### Task statement
Put the data into a Markdown table with the columns Row and Text, one numbered row per line. Begin at the start of the data, stop after the line containing "xmin=458 ymin=195 xmax=487 ymax=205", and leave out blank lines and the pictures.

### Available data

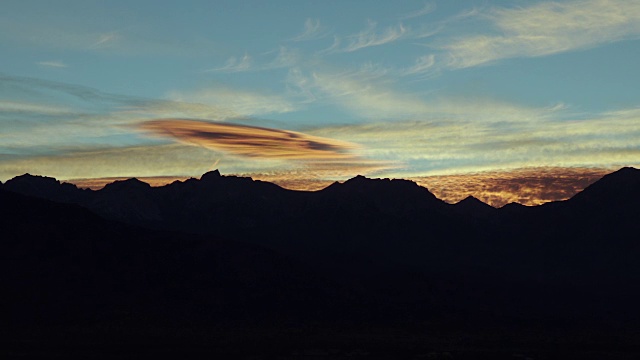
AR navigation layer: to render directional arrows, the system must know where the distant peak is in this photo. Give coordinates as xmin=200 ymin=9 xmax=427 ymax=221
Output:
xmin=103 ymin=178 xmax=151 ymax=190
xmin=610 ymin=166 xmax=640 ymax=176
xmin=5 ymin=173 xmax=60 ymax=187
xmin=200 ymin=169 xmax=222 ymax=181
xmin=458 ymin=195 xmax=487 ymax=205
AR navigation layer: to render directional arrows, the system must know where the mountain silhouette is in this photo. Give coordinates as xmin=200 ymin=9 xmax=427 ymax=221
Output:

### Result
| Row | Text |
|---|---|
| 1 | AR navigation layer: to render directional arrows, the system must know where the distant peak is in this photo. Give coordinates as xmin=200 ymin=9 xmax=427 ymax=221 |
| 2 | Output: |
| 3 | xmin=103 ymin=178 xmax=151 ymax=190 |
| 4 | xmin=610 ymin=166 xmax=640 ymax=176 |
| 5 | xmin=5 ymin=173 xmax=60 ymax=187 |
| 6 | xmin=200 ymin=169 xmax=222 ymax=181 |
| 7 | xmin=458 ymin=195 xmax=487 ymax=205 |